### Exercise brief
Copy out the part of the material that opens with the line containing "- **Object to find**: the rubble pile" and closes with the line containing "306,182 -> 373,198", reproducing every line verbatim.

### Data for processing
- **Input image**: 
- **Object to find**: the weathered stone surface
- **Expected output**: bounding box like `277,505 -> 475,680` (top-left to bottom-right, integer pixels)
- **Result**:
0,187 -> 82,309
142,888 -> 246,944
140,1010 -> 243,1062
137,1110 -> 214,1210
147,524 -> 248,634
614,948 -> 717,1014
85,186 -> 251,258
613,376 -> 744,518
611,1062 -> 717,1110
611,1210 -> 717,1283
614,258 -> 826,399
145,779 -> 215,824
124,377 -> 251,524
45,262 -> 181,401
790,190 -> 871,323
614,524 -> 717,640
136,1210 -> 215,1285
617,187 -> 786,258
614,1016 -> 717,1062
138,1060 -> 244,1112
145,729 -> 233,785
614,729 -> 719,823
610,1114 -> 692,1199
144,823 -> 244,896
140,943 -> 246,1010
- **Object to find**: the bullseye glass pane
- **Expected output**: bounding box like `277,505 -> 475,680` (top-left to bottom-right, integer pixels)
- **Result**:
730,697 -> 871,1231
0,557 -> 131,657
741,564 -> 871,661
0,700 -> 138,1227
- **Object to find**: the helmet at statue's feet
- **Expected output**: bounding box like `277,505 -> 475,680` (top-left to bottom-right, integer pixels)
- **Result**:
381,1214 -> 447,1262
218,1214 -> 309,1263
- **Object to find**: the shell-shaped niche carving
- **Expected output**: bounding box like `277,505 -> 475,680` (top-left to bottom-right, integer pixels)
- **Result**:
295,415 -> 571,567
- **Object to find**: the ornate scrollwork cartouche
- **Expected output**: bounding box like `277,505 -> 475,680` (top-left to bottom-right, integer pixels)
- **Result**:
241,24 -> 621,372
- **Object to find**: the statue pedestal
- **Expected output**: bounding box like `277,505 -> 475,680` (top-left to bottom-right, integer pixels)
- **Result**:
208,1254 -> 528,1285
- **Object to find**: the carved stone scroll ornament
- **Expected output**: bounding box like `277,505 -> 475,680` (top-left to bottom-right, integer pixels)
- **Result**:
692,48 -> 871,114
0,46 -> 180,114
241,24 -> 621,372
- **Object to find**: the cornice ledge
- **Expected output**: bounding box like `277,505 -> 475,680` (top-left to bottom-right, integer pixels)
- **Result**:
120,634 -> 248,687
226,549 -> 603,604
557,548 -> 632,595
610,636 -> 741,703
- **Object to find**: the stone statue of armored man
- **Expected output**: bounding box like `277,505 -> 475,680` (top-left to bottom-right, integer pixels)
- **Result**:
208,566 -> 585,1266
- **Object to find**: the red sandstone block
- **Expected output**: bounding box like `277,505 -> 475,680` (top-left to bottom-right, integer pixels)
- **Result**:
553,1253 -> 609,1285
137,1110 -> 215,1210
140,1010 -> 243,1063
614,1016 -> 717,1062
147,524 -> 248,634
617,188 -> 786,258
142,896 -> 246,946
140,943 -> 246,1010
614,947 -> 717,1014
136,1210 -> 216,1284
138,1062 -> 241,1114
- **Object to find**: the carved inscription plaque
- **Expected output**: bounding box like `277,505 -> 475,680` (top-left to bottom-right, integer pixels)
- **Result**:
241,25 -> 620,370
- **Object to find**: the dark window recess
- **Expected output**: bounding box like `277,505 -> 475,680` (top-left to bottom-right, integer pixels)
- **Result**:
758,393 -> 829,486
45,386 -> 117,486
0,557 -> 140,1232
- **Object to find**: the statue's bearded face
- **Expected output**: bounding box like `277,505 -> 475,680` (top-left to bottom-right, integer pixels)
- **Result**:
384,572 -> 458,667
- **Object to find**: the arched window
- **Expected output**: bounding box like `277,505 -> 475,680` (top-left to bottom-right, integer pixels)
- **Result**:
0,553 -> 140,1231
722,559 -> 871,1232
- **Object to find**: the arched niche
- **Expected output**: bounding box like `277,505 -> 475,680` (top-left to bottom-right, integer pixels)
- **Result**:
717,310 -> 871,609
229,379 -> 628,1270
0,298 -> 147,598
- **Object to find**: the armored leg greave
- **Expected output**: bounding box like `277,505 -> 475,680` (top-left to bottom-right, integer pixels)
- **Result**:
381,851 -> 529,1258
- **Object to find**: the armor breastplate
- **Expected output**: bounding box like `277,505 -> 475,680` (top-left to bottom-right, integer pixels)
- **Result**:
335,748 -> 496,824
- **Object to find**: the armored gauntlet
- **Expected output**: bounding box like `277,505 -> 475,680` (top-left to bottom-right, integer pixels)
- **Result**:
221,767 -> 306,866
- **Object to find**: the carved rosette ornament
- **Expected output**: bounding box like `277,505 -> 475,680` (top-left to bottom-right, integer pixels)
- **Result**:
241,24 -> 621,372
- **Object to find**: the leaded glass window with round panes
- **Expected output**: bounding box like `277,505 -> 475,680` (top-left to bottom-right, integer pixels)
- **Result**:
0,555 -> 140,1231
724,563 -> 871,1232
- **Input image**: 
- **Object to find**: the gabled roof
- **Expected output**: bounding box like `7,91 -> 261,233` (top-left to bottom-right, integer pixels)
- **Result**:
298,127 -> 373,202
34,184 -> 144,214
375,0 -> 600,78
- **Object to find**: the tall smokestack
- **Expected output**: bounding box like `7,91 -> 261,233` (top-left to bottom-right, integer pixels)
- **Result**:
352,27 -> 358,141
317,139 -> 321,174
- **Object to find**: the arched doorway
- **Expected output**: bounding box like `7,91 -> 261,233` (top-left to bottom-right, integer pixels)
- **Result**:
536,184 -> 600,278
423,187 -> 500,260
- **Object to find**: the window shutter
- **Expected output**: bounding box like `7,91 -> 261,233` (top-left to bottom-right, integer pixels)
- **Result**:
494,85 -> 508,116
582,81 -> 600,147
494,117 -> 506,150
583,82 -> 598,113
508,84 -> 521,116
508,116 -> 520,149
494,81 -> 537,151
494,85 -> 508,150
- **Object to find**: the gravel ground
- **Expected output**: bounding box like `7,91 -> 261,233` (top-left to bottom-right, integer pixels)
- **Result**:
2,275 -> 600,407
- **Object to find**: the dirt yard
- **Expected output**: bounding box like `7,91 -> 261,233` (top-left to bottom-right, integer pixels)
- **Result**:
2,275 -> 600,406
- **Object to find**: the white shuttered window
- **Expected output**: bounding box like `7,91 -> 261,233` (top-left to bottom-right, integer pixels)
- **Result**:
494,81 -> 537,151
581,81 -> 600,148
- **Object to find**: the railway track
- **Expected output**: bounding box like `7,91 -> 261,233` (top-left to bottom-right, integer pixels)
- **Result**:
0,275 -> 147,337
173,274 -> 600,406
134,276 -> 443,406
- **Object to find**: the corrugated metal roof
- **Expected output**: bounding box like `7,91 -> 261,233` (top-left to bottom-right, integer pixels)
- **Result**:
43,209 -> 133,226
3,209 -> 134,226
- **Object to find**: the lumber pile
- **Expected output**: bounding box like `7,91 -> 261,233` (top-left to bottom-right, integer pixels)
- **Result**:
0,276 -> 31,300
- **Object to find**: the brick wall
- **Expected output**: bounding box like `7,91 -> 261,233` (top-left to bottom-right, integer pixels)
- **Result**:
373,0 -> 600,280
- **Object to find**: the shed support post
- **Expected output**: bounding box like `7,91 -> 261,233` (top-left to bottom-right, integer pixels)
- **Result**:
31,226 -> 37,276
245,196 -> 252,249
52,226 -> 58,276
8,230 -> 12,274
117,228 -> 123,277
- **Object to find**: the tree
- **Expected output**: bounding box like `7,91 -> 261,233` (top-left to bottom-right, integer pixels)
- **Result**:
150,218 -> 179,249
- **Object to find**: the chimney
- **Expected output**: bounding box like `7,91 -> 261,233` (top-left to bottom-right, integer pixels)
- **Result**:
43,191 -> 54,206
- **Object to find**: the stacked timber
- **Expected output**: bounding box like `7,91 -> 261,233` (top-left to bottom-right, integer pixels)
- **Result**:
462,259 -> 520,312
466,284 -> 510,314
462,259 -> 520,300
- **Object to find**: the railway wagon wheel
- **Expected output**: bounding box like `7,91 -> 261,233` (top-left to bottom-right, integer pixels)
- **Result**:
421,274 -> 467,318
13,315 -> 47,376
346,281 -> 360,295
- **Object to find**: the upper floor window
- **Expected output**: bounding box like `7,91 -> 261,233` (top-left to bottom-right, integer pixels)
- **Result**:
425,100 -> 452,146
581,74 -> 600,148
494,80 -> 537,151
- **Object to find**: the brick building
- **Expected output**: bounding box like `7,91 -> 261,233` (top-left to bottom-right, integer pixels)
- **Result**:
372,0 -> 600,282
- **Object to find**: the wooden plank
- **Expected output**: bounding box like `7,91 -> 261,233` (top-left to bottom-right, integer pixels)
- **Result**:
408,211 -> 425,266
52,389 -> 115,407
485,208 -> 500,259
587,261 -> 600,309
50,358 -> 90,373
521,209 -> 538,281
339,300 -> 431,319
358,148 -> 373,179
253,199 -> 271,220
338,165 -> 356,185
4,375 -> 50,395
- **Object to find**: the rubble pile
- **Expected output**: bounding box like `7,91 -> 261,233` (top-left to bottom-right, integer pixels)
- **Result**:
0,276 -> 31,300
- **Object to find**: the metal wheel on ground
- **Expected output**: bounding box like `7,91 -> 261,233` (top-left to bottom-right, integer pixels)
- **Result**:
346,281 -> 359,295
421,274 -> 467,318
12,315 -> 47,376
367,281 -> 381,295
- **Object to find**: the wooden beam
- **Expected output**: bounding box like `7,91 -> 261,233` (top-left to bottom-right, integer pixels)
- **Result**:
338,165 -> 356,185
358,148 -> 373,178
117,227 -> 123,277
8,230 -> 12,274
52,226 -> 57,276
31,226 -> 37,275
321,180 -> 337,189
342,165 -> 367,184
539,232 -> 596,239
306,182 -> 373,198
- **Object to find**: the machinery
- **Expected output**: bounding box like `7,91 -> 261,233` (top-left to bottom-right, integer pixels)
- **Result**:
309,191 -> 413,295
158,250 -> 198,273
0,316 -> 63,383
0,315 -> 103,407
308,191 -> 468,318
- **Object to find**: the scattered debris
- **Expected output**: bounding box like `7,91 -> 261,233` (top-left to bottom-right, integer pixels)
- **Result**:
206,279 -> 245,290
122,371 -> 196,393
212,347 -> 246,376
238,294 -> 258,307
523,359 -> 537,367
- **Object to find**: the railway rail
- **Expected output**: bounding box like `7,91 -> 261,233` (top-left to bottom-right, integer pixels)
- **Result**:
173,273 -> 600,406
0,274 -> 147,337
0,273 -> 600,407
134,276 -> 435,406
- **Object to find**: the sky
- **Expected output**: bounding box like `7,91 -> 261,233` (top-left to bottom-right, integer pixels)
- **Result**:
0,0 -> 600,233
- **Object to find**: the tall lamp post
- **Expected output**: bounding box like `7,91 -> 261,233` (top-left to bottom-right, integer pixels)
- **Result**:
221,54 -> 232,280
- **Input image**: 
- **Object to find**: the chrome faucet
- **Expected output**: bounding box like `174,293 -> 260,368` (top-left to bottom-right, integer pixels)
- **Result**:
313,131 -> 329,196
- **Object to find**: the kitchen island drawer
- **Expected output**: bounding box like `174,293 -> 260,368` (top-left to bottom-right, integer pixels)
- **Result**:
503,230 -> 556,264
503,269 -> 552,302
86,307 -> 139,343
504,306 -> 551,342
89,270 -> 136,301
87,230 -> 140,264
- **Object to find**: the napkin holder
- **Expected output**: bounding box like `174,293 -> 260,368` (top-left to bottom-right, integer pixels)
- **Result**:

### Answer for this exercise
- **Object to find**: the rubble pile
- **Expected output**: bounding box like `7,91 -> 261,233` (top-left to bottom-right, integer pixels)
- **Result**:
0,276 -> 31,300
- **Object to find**: the metal wheel on ground
- **Expected output**: bounding box like `7,91 -> 261,233` (top-left to bottom-right, integer pixels)
- **Result**:
346,281 -> 359,295
421,274 -> 467,318
12,315 -> 47,376
367,281 -> 381,295
- **Object to find**: the wooden beam
- **Expected output**: bounding box like `7,91 -> 261,233` (top-left to bottom-right, integer pixels)
- **Result**:
338,165 -> 356,185
358,148 -> 373,178
117,227 -> 123,277
8,230 -> 12,274
52,226 -> 57,276
31,226 -> 37,275
321,180 -> 337,189
342,165 -> 367,184
539,232 -> 596,239
306,182 -> 373,198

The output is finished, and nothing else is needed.